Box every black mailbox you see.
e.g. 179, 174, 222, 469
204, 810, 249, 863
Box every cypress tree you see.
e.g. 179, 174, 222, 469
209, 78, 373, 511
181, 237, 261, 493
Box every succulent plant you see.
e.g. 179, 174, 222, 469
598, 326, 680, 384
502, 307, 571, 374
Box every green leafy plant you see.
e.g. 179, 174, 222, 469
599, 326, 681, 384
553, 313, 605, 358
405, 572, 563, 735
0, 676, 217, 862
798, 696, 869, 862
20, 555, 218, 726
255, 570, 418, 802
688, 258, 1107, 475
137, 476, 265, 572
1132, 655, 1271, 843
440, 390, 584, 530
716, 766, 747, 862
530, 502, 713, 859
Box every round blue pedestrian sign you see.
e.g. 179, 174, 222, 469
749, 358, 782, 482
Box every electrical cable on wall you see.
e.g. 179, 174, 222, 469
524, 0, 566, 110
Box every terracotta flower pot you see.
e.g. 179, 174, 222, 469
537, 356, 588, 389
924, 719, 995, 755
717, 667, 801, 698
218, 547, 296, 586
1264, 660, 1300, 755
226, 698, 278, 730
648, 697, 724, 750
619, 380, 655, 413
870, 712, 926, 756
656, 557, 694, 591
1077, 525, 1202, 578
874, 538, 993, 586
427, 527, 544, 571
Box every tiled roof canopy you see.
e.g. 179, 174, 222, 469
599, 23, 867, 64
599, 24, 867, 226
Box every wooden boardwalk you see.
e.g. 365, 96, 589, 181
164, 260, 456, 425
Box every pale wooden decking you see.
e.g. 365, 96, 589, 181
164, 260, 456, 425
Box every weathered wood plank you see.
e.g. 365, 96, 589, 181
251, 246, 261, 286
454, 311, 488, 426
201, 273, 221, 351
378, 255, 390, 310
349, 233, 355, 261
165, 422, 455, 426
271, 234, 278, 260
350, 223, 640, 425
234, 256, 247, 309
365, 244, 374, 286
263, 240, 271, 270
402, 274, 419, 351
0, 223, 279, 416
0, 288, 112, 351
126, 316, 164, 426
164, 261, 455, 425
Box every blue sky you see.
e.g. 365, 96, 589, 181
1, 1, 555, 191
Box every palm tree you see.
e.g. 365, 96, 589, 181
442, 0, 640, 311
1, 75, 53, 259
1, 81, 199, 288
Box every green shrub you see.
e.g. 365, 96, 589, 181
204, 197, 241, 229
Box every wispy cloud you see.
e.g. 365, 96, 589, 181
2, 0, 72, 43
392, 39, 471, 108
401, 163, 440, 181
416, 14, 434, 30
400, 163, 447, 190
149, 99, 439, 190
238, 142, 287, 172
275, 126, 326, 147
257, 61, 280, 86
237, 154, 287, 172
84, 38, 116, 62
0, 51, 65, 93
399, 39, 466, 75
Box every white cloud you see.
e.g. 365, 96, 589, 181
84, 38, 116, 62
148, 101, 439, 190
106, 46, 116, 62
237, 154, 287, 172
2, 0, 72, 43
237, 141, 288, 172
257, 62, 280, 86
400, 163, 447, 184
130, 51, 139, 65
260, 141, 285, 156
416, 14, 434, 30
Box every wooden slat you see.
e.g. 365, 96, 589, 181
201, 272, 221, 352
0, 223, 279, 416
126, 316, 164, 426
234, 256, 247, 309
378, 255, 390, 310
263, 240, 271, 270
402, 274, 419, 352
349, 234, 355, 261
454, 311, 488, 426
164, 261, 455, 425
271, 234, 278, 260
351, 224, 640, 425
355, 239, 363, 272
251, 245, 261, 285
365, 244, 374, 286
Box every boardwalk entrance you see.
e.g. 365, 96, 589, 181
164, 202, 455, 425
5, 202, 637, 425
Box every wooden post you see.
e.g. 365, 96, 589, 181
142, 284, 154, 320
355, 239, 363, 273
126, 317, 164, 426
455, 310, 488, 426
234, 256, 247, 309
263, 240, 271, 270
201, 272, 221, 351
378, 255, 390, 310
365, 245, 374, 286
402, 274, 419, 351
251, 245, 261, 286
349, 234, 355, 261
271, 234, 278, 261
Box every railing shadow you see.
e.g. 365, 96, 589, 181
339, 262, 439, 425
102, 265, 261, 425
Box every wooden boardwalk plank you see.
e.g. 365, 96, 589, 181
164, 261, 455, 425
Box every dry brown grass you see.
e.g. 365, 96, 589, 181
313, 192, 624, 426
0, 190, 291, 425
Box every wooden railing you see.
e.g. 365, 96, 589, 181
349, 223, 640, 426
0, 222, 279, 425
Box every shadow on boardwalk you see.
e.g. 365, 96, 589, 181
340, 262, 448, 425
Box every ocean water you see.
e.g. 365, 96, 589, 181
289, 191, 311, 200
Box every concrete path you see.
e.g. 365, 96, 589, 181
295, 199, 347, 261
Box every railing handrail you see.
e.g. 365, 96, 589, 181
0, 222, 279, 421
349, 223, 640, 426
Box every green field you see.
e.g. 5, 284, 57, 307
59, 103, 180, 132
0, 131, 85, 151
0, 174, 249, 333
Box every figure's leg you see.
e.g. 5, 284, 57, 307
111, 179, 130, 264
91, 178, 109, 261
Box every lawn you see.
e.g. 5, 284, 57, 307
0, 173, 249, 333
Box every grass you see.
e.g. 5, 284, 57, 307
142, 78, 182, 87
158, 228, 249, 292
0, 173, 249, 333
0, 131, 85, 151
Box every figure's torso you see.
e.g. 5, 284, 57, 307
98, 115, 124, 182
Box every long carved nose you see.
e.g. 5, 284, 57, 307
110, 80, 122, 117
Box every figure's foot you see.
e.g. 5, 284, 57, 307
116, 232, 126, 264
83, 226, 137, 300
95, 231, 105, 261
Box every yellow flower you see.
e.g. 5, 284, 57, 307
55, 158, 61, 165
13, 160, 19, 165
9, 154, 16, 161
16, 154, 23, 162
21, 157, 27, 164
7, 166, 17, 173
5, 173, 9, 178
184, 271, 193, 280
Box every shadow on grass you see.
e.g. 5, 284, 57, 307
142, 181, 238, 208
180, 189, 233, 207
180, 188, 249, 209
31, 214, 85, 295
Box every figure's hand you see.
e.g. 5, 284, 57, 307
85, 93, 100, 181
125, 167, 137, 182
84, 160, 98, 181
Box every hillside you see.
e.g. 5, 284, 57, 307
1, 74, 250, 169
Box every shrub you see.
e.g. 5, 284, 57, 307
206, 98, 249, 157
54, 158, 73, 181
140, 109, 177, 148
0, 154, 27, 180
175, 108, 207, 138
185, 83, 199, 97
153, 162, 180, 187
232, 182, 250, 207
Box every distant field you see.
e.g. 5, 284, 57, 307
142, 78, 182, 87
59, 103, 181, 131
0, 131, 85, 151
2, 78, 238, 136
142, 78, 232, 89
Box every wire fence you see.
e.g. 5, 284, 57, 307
----------
* [What to do]:
Find "grass" in the data above. Report each line where it appears.

* [Solution]:
Box every dry brown grass you see.
Box every grass you see.
Box every shadow on grass you see.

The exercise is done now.